- _Given data_

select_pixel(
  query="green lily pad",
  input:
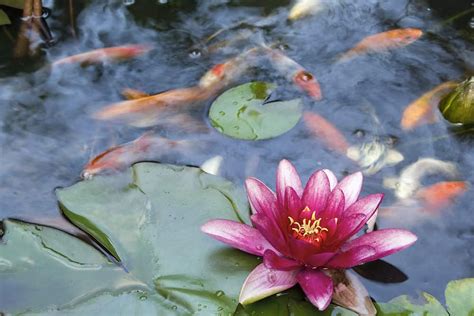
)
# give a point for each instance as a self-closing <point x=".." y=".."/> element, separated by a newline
<point x="404" y="305"/>
<point x="458" y="106"/>
<point x="460" y="297"/>
<point x="242" y="113"/>
<point x="289" y="303"/>
<point x="149" y="218"/>
<point x="4" y="20"/>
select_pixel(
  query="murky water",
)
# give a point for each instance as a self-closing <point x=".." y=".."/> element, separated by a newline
<point x="48" y="135"/>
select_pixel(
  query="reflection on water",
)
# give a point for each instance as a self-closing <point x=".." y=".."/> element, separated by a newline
<point x="48" y="135"/>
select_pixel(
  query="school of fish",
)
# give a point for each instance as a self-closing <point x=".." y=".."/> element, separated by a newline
<point x="143" y="109"/>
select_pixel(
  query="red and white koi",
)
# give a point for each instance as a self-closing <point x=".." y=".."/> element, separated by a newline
<point x="384" y="41"/>
<point x="122" y="156"/>
<point x="422" y="109"/>
<point x="296" y="73"/>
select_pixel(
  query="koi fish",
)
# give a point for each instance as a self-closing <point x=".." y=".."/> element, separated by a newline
<point x="441" y="194"/>
<point x="294" y="72"/>
<point x="329" y="135"/>
<point x="374" y="156"/>
<point x="223" y="74"/>
<point x="422" y="109"/>
<point x="122" y="156"/>
<point x="303" y="8"/>
<point x="105" y="54"/>
<point x="410" y="178"/>
<point x="382" y="42"/>
<point x="132" y="94"/>
<point x="146" y="111"/>
<point x="427" y="201"/>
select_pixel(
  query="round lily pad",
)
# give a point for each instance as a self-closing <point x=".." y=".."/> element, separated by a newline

- _What is being asked_
Please return all lines from the records that hold the word "query".

- _Exercise solution_
  query="green lily pad",
  query="murky water",
  query="reflection on water",
  query="school of fish",
  query="red and white koi",
  query="koi fish",
  query="round lily pad",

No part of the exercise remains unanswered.